● Provided text:
# # #
Samuel Matthews Vauclain (May 18, 1856 – February 4, 1940) was an American engineer, inventor of the Vauclain compound locomotive, and president of the Baldwin Locomotive Works.  He was awarded the John Scott Award and the Elliott Cresson Medal by The Franklin Institute in 1891. He was also awarded the Distinguished Service Medal for arming the United States Army during World War I.

Railroads
Vauclain served an apprenticeship in the machine shops of the Pennsylvania Railroad.  When he was 24, he was sent to inspect locomotives at the Baldwin Locomotive Works.  In those days, machining was a manual job with the machining done by hammers, files and chisels with the men's own hands. Vauclain's hands were left in a permanent clutching position from endless hours of chipping and filing metal. He became general foreman of Baldwin's 17th Street Shops in 1883, and quickly moved up through the company, as plant superintendent in 1886, then general superintendent.  He joined the board of directors in 1896, became vice-president in 1911, senior vice-president in 1917, president from 1919 to 1929, and chairman of the board from then until his death.  He was awarded the Elliott Cresson Medal by The Franklin Institute in 1891. At the same time, the Franklin Institute selected Vauclain for the John Scott Award funded by the City of Philadelphia.
# # #
● Record set:
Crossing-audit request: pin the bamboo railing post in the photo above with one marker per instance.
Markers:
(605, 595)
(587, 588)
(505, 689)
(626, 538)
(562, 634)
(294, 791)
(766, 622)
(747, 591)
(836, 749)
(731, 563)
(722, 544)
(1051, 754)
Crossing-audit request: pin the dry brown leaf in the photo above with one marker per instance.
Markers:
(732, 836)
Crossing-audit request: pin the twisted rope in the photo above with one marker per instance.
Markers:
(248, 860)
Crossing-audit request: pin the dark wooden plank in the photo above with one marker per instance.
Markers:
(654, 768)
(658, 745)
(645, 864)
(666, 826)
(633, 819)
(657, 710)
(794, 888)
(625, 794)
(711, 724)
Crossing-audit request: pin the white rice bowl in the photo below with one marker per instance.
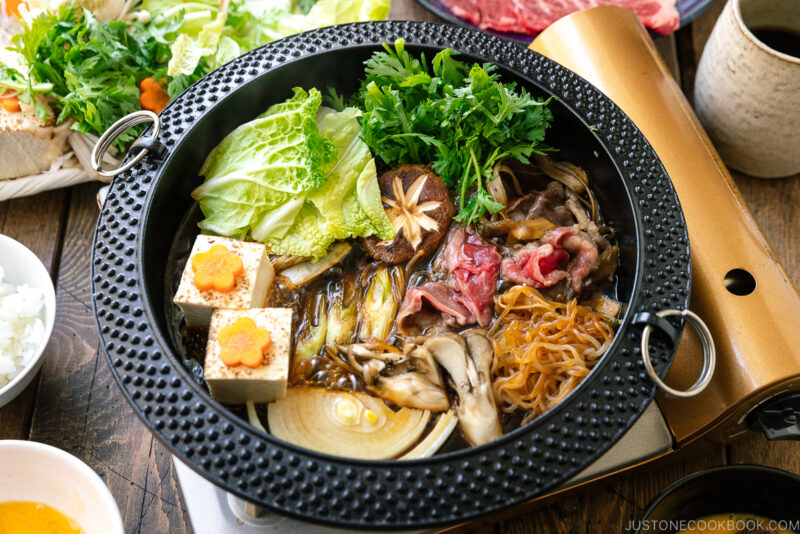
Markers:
(22, 328)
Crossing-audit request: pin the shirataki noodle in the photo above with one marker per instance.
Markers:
(543, 349)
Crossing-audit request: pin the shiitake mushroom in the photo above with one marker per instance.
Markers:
(418, 203)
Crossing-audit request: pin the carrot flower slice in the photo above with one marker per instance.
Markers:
(216, 269)
(243, 343)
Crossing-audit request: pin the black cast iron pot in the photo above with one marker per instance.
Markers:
(752, 490)
(133, 289)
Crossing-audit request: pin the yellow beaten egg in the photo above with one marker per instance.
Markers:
(18, 517)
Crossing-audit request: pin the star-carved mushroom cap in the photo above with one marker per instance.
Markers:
(418, 204)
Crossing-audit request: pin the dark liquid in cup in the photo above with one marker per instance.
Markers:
(780, 39)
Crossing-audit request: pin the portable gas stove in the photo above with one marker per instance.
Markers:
(739, 287)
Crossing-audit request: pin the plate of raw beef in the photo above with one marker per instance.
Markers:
(520, 20)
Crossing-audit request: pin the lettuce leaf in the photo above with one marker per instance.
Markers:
(276, 180)
(262, 165)
(218, 32)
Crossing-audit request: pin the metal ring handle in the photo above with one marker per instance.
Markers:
(110, 135)
(709, 355)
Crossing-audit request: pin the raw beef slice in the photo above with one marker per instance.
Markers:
(533, 16)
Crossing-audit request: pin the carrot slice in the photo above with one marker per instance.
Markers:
(152, 96)
(243, 343)
(216, 269)
(10, 102)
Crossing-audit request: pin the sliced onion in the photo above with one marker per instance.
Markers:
(302, 273)
(435, 439)
(353, 425)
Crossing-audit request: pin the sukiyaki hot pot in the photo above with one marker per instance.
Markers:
(419, 343)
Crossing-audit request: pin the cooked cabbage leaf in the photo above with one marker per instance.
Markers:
(264, 164)
(255, 188)
(221, 31)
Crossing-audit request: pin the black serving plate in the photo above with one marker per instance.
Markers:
(132, 293)
(742, 489)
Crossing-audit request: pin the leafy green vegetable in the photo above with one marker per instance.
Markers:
(459, 117)
(219, 32)
(295, 178)
(350, 199)
(305, 5)
(262, 165)
(91, 69)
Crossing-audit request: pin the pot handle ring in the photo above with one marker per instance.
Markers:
(659, 321)
(138, 150)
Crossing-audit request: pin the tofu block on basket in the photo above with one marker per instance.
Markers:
(236, 384)
(250, 290)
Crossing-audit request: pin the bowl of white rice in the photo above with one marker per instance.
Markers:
(27, 314)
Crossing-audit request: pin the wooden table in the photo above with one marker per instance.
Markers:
(74, 404)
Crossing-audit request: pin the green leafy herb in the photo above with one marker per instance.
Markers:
(92, 69)
(459, 117)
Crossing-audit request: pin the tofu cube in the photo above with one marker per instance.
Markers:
(251, 290)
(239, 384)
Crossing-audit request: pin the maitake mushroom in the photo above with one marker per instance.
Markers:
(467, 360)
(418, 204)
(409, 379)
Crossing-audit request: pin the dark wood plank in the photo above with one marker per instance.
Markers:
(609, 507)
(80, 408)
(38, 223)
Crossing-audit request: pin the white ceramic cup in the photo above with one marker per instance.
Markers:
(36, 472)
(21, 266)
(747, 95)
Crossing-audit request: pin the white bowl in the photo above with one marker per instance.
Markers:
(36, 472)
(21, 266)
# # #
Restate the Samuel Matthews Vauclain text word for word, in full.

Samuel Matthews Vauclain (May 18, 1856 – February 4, 1940) was an American engineer, inventor of the Vauclain compound locomotive, and president of the Baldwin Locomotive Works.  He was awarded the John Scott Award and the Elliott Cresson Medal by The Franklin Institute in 1891. He was also awarded the Distinguished Service Medal for arming the United States Army during World War I.

Railroads
Vauclain served an apprenticeship in the machine shops of the Pennsylvania Railroad.  When he was 24, he was sent to inspect locomotives at the Baldwin Locomotive Works.  In those days, machining was a manual job with the machining done by hammers, files and chisels with the men's own hands. Vauclain's hands were left in a permanent clutching position from endless hours of chipping and filing metal. He became general foreman of Baldwin's 17th Street Shops in 1883, and quickly moved up through the company, as plant superintendent in 1886, then general superintendent.  He joined the board of directors in 1896, became vice-president in 1911, senior vice-president in 1917, president from 1919 to 1929, and chairman of the board from then until his death.  He was awarded the Elliott Cresson Medal by The Franklin Institute in 1891. At the same time, the Franklin Institute selected Vauclain for the John Scott Award funded by the City of Philadelphia.